AIM:
Everything from the line holding "of the porch" to the end of the listing below should be copied exactly, line for line, minus the pictures.

SUPPLIED RECORDS:
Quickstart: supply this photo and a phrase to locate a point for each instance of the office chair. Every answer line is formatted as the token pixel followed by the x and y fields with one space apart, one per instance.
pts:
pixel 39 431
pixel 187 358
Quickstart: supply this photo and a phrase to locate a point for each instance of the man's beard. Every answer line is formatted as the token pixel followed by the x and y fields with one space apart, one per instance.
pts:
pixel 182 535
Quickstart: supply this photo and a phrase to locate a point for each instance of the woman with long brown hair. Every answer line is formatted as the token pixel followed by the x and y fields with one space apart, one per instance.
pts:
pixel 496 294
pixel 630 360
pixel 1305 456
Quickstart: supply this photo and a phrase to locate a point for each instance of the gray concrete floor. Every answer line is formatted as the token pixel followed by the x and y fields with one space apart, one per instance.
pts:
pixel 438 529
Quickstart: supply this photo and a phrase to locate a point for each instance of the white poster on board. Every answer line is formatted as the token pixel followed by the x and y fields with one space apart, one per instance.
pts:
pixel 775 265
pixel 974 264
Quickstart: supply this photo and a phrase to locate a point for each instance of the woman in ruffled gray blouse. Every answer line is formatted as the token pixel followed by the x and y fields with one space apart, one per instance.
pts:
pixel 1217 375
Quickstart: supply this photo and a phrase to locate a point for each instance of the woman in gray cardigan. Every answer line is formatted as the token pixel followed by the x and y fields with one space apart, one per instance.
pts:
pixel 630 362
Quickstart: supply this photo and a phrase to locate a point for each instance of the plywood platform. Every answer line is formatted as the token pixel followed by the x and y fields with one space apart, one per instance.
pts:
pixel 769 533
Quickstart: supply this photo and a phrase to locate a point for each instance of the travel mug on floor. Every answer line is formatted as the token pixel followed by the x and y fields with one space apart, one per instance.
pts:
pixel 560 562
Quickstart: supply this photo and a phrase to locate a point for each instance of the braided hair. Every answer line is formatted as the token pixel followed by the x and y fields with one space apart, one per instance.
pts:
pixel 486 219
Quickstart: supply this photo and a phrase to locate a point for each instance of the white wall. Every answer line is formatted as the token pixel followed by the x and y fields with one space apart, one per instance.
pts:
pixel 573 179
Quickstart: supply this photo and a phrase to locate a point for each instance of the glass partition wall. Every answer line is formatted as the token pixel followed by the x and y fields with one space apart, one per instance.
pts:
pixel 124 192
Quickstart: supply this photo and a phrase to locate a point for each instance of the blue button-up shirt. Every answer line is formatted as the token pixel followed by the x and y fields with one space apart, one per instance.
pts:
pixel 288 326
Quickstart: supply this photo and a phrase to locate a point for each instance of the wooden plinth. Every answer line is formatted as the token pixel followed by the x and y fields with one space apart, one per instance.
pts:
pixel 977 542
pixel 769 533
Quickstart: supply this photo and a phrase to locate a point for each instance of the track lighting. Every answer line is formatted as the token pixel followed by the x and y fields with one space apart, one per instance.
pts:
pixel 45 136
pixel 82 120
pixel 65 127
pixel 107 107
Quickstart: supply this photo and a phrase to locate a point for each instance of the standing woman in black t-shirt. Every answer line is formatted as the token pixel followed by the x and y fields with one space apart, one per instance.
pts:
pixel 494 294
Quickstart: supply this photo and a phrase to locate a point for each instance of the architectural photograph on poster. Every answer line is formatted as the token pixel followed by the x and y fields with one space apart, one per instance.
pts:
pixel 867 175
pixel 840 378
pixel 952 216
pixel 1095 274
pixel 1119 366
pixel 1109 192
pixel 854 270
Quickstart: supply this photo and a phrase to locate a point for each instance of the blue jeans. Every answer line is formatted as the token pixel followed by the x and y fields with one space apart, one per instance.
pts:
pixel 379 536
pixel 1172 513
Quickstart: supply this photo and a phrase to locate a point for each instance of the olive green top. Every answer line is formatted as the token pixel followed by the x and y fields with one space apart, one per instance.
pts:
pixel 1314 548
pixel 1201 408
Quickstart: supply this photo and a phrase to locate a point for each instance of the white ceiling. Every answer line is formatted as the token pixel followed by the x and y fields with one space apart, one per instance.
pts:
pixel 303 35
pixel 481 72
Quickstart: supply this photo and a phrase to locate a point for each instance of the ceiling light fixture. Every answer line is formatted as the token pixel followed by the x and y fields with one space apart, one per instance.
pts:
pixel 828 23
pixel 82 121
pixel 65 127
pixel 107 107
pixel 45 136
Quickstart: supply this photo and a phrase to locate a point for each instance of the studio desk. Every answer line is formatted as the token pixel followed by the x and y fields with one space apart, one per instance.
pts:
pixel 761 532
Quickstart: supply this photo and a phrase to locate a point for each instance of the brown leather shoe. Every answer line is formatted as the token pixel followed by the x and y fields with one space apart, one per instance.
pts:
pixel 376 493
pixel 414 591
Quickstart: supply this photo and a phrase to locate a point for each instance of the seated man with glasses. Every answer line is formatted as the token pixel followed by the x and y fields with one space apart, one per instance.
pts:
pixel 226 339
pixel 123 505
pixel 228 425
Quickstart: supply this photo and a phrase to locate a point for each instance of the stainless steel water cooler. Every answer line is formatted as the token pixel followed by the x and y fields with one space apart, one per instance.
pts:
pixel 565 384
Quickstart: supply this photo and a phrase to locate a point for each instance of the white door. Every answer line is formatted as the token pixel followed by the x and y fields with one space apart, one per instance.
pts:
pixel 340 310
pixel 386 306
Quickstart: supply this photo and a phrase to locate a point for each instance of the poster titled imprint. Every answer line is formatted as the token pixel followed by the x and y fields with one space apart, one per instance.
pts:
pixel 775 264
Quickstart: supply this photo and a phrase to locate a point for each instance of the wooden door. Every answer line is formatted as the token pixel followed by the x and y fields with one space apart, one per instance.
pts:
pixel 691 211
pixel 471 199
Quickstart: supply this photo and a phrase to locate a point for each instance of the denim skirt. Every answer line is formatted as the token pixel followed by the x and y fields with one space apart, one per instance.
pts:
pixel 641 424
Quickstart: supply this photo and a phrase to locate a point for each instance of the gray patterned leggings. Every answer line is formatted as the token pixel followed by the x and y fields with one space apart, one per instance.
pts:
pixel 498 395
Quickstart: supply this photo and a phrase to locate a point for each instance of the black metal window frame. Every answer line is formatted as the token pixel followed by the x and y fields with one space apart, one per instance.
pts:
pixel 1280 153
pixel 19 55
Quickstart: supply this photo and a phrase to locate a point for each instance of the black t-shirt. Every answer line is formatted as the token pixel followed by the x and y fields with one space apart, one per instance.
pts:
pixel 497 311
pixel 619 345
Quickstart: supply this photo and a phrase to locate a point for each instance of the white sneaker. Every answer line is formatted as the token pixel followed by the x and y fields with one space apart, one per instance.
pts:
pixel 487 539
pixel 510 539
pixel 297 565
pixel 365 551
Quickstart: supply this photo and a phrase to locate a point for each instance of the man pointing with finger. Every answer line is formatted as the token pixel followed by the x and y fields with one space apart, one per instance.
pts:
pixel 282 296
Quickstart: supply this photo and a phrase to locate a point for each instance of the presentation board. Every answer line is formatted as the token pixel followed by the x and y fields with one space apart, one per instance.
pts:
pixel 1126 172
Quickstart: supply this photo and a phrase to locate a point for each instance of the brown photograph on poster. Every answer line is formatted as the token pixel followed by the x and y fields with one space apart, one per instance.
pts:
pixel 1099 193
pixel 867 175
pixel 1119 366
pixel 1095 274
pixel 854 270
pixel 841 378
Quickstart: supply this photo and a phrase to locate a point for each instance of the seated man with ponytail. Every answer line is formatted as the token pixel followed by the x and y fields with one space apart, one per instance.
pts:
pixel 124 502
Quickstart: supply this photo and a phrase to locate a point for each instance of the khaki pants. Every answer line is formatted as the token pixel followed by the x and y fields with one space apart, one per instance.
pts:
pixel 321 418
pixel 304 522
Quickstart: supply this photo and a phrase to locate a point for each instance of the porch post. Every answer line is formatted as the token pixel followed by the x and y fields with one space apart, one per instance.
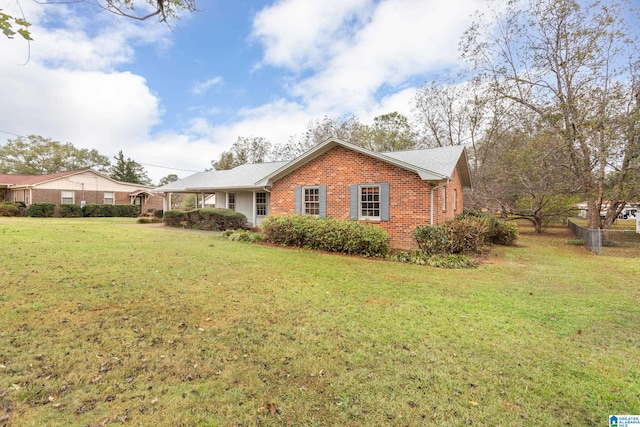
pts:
pixel 255 209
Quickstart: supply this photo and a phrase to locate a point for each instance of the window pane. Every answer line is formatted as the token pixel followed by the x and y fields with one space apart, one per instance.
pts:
pixel 261 204
pixel 370 202
pixel 311 204
pixel 67 197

ANSWER TO THIS PROBLEM:
Quickstart: supply this photo and a phrase to locate a point for each instance of the porch post. Every answer line is formatted as the token pixel followed by the x and y fields with one space apart, one per instance.
pts:
pixel 255 209
Quickstart: supply this photo and a phrase to locate a point for each instance of the window pane. Every answer line is formatted as the token pixel followed by the x and y fields with one space apart, one per instance.
pts:
pixel 261 204
pixel 370 202
pixel 311 204
pixel 67 197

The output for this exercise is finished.